## PAGE EXTRACT
--- START ---

HDFS PUT Custom Metadata Example for /user/admin/input_dir Directory

curl http://fqdn-n.example.com:port/api/APIversion/entities/e461de8de38511a3ac6740dd7d51b8d0 -u username:password -X PUT -H "Content-Type: application/json"\
-d '{"name":"my_name","description":"My description", "tags":["tag1","tag2"],"properties":{"property1":"value1","property2":"value2"}}'

HDFS POST Custom Metadata Example for /user/admin/input_dir Directory

curl http://fqdn-n.example.com:port/api/APIversion/entities/ -u username:password -X POST -H "Content-Type: application/json"\
-d '{"sourceId":"a09b0233cc58ff7d601eaa68673a20c6", "parentPath":"/user/admin","originalName":"input_dir", "name":"my_name","description":"My description",\
"tags":["tag1","tag2"],"properties":{"property1":"value1","property2":"value2"}}'

Hive POST Custom Metadata Example for total_emp Column

curl http://fqdn-n.example.com:port/api/APIversion/entities/ -u username:password -X POST -H "Content-Type: application/json"\
-d '{"sourceId":"4fbdadc6899638782fc8cb626176dc7b", "parentPath":"default/sample_07","originalName":"total_emp",\
"name":"my_name","description":"My description", "tags":["tag1","tag2"],"properties":{"property1":"value1","property2":"value2"}}'

HDFS PUT Managed Metadata Example

The following example demonstrates how to set two properties in the MailAnnotation namespace: a multivalued property emailTo and a single-valued property emailFrom:
curl http://fqdn-n.example.com:port/api/APIversion/entities/87afcb92d5de856c7e8292e2e12cf1ea -u admin:admin -X PUT -H "Content-Type: application/json"

--- END ---

## REQUIRED ACTION 1
According to the page extract on custom and managed metadata examples, what is the final curl example meant to demonstrate?
The page extract and the rows that follow it come from unrelated sources.

## RECORDED INFORMATION
--- START ---

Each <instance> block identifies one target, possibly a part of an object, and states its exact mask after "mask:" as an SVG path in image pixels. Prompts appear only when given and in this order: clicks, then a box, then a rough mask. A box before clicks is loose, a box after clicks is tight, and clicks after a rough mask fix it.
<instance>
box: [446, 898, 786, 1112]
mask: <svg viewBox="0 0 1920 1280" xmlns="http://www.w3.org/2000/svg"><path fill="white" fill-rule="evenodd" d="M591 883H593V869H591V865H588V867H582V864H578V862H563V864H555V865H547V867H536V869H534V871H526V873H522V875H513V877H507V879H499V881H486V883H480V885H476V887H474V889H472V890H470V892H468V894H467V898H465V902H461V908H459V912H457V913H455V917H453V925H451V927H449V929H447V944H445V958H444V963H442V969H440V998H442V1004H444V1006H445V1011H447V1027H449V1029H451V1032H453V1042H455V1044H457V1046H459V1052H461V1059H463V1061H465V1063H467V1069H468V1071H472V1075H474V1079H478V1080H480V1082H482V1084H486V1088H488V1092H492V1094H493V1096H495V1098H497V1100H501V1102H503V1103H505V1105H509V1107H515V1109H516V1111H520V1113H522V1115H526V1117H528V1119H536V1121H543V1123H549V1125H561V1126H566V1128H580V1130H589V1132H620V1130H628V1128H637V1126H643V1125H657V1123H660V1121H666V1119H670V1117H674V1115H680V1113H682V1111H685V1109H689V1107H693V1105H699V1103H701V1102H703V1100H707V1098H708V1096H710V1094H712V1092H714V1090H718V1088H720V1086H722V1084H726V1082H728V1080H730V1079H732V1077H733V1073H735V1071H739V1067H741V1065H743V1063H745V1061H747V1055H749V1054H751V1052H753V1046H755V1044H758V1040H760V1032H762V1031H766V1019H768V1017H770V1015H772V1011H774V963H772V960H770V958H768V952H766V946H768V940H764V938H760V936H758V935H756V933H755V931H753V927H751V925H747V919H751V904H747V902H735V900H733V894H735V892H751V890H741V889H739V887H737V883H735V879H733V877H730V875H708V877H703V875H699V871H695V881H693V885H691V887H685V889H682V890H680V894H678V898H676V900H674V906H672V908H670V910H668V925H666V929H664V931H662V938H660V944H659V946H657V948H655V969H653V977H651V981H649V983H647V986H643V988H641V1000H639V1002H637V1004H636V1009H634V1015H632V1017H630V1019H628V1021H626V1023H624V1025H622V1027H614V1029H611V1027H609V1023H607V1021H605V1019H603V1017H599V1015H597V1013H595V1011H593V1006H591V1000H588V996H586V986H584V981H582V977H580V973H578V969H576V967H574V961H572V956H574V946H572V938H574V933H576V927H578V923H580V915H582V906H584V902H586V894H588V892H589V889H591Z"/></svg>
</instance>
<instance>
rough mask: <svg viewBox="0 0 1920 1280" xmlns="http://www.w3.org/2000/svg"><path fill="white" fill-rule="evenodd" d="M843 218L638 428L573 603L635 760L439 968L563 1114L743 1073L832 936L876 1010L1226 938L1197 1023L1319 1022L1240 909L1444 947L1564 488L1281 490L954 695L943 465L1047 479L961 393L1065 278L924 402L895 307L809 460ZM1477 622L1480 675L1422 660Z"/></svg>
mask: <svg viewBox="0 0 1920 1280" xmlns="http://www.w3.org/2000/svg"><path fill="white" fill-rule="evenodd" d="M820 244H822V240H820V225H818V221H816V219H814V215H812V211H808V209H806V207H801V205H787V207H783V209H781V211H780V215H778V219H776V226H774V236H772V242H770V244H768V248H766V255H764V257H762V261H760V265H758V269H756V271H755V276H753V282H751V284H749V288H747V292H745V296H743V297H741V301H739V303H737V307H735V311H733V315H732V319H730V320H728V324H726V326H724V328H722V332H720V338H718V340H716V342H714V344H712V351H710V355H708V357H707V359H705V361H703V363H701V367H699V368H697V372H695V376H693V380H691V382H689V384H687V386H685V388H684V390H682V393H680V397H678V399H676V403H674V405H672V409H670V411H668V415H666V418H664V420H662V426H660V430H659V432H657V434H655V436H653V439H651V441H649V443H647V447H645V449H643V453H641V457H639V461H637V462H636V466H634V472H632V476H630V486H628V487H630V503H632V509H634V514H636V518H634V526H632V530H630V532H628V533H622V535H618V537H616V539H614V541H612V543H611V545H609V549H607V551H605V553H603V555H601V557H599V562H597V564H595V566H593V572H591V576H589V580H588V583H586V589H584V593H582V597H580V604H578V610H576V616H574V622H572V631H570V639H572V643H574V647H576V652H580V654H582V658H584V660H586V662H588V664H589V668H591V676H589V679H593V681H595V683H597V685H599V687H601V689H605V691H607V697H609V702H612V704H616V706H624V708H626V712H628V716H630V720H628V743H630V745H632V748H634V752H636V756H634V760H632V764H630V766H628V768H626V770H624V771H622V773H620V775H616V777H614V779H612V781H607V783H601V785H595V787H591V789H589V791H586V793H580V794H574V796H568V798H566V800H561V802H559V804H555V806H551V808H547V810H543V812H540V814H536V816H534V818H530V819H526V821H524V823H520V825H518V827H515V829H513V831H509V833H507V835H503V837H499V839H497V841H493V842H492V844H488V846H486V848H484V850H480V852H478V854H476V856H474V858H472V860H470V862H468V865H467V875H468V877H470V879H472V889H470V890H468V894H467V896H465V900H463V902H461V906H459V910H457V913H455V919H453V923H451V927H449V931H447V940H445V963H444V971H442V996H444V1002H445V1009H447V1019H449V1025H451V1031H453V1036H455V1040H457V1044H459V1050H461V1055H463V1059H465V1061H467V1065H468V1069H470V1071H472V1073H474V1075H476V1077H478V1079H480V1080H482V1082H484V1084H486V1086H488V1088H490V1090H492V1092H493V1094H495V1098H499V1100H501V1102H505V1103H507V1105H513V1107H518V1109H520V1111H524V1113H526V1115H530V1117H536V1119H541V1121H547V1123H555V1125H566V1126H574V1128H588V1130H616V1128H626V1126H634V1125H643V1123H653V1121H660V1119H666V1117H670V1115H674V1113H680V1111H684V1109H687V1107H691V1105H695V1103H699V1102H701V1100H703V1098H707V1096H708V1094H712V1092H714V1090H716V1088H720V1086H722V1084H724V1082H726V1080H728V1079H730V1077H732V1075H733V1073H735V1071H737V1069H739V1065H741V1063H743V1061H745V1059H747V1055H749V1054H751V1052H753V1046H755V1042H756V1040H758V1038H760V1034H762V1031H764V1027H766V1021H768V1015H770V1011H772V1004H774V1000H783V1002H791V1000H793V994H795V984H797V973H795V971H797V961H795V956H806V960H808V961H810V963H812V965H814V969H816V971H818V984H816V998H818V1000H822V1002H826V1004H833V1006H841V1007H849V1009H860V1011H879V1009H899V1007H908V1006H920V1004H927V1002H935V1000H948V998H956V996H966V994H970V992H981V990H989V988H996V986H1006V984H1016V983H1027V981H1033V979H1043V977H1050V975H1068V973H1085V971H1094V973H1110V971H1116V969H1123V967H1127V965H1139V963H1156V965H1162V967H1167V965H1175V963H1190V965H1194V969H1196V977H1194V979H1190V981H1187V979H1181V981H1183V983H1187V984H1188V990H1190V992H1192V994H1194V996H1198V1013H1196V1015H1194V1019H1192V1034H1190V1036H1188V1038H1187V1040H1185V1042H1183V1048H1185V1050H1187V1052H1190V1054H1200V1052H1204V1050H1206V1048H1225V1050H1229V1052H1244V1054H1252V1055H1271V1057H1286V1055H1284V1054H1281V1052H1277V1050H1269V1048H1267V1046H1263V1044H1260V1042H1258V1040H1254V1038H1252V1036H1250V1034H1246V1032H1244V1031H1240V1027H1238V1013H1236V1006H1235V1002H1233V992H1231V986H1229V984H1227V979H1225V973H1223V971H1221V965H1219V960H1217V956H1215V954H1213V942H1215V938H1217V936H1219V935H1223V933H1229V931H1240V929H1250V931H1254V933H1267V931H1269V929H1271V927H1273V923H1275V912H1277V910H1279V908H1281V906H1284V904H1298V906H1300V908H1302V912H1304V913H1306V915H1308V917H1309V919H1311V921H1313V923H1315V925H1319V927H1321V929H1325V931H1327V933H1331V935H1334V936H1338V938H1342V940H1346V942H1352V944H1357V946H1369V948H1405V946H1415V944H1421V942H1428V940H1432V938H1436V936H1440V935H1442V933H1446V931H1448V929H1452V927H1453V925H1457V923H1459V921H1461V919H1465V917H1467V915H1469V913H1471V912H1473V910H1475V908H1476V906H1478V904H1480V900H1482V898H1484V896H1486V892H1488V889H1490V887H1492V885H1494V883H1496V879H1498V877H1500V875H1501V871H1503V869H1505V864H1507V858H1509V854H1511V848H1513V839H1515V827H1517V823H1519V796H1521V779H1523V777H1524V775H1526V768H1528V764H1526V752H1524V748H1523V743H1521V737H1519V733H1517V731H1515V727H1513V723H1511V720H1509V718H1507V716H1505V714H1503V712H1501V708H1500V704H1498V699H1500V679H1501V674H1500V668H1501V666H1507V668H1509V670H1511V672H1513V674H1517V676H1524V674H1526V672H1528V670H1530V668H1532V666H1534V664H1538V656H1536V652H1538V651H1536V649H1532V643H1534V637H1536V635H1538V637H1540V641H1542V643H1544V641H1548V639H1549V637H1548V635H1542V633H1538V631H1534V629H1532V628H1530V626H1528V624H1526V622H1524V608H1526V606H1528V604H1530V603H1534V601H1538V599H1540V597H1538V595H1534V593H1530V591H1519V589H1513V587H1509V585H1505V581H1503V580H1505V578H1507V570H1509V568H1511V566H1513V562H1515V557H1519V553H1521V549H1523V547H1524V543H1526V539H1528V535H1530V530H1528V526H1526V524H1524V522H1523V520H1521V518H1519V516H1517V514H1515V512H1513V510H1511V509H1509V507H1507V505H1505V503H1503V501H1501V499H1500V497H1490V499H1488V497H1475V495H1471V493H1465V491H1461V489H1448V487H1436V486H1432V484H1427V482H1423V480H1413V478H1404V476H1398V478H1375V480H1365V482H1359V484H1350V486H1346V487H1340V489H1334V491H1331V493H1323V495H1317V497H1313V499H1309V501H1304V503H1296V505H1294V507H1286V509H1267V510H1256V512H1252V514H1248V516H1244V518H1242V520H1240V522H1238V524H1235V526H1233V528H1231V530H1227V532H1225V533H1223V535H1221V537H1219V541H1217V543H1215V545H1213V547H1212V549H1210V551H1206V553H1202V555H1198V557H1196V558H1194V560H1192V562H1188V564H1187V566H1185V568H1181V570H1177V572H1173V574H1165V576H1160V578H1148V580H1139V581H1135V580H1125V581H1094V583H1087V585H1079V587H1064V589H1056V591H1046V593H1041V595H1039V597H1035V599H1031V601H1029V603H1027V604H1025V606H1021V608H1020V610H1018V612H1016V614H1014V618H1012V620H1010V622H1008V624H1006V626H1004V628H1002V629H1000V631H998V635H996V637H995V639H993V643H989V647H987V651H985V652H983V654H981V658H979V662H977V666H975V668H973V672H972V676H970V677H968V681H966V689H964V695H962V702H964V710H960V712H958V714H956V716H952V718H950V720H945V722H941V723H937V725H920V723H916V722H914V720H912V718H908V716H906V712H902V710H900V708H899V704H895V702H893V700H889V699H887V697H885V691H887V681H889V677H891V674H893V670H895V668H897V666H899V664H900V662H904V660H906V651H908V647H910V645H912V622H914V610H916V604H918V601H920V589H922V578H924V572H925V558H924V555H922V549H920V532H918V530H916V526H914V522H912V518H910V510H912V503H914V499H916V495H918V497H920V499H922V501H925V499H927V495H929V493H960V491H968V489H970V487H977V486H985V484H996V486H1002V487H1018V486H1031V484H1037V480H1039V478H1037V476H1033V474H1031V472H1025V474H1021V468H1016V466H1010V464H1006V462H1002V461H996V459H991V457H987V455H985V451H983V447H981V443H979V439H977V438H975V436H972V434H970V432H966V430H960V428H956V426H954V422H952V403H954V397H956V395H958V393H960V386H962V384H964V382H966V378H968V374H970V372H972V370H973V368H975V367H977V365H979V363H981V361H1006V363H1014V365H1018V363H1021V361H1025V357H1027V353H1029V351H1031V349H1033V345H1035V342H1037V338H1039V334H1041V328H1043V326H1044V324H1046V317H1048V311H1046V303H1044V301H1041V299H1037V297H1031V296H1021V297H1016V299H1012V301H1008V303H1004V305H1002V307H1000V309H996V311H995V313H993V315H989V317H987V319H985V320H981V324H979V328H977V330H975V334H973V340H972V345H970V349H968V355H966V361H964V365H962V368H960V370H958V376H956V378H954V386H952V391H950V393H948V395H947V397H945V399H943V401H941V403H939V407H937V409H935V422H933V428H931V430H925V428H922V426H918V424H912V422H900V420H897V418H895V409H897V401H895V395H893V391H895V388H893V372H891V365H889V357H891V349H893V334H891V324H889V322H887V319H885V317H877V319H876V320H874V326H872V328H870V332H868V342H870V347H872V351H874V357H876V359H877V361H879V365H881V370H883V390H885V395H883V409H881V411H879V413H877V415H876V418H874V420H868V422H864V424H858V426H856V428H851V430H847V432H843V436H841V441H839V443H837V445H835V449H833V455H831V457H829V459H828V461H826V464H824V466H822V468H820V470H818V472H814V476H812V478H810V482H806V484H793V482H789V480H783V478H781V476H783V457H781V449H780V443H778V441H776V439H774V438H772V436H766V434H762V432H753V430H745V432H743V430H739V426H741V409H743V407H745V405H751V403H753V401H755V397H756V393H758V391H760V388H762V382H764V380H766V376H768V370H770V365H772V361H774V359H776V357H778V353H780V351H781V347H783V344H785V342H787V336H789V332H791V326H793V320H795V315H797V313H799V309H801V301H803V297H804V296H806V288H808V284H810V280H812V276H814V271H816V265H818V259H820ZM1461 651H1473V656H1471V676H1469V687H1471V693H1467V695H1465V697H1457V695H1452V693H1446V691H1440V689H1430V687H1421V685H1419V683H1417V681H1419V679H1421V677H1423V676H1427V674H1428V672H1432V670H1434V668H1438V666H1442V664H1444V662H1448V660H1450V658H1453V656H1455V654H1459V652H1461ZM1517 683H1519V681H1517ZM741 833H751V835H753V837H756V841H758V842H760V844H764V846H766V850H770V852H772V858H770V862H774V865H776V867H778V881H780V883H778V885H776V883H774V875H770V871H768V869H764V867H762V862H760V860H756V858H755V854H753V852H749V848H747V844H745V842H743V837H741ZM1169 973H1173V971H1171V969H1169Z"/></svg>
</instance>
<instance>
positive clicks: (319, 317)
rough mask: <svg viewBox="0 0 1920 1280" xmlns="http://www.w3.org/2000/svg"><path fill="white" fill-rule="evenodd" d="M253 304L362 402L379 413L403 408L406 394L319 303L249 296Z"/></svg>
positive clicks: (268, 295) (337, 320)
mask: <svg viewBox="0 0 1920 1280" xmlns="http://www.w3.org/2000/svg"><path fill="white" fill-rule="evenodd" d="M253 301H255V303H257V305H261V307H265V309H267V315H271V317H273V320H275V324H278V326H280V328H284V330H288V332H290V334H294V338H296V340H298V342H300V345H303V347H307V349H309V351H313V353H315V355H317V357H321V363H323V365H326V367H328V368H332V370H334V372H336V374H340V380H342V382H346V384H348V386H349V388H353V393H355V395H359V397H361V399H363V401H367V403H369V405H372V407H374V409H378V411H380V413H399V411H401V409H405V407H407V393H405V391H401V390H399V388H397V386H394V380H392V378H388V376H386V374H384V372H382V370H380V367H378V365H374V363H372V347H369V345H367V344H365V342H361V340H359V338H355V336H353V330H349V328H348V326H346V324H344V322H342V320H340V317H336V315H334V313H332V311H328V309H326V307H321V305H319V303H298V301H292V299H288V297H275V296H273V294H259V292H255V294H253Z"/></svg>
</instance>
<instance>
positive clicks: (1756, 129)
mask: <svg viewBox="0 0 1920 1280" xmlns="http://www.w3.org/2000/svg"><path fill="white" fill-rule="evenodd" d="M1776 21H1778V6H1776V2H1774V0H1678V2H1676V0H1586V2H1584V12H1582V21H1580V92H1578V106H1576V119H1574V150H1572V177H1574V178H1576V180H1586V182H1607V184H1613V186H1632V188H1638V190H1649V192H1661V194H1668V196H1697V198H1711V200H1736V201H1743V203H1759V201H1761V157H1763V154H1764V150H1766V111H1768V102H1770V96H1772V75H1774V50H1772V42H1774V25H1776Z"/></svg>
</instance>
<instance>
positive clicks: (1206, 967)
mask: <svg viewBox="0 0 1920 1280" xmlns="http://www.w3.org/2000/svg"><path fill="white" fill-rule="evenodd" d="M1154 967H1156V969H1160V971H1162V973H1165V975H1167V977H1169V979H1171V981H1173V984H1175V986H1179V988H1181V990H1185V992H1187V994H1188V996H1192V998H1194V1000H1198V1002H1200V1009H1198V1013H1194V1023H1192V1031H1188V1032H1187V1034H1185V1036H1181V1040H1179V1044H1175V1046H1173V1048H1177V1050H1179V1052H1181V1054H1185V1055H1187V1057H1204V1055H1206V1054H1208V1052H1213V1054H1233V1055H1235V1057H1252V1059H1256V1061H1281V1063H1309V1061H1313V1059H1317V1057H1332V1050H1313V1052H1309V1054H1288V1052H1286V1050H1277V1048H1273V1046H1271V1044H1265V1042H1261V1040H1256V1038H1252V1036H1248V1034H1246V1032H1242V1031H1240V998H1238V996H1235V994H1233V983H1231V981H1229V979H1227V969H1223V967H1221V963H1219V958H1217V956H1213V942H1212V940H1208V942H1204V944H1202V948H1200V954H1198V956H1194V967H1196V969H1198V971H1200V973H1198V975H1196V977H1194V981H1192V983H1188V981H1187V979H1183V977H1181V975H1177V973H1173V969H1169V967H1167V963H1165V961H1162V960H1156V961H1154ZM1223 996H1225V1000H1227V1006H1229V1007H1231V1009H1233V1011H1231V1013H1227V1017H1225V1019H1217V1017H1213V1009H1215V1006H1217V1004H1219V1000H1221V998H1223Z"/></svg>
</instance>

--- END ---

## REQUIRED ACTION 2
Copy out the rows beginning with their first line and stopping after the line that contains "box: [446, 898, 786, 1112]", including both of those lines.

## RESPONSE 1
It demonstrates how to set two properties in the MailAnnotation namespace. One is a multivalued property, emailTo, and the other is a single-valued property, emailFrom.

## RESPONSE 2
Each <instance> block identifies one target, possibly a part of an object, and states its exact mask after "mask:" as an SVG path in image pixels. Prompts appear only when given and in this order: clicks, then a box, then a rough mask. A box before clicks is loose, a box after clicks is tight, and clicks after a rough mask fix it.
<instance>
box: [446, 898, 786, 1112]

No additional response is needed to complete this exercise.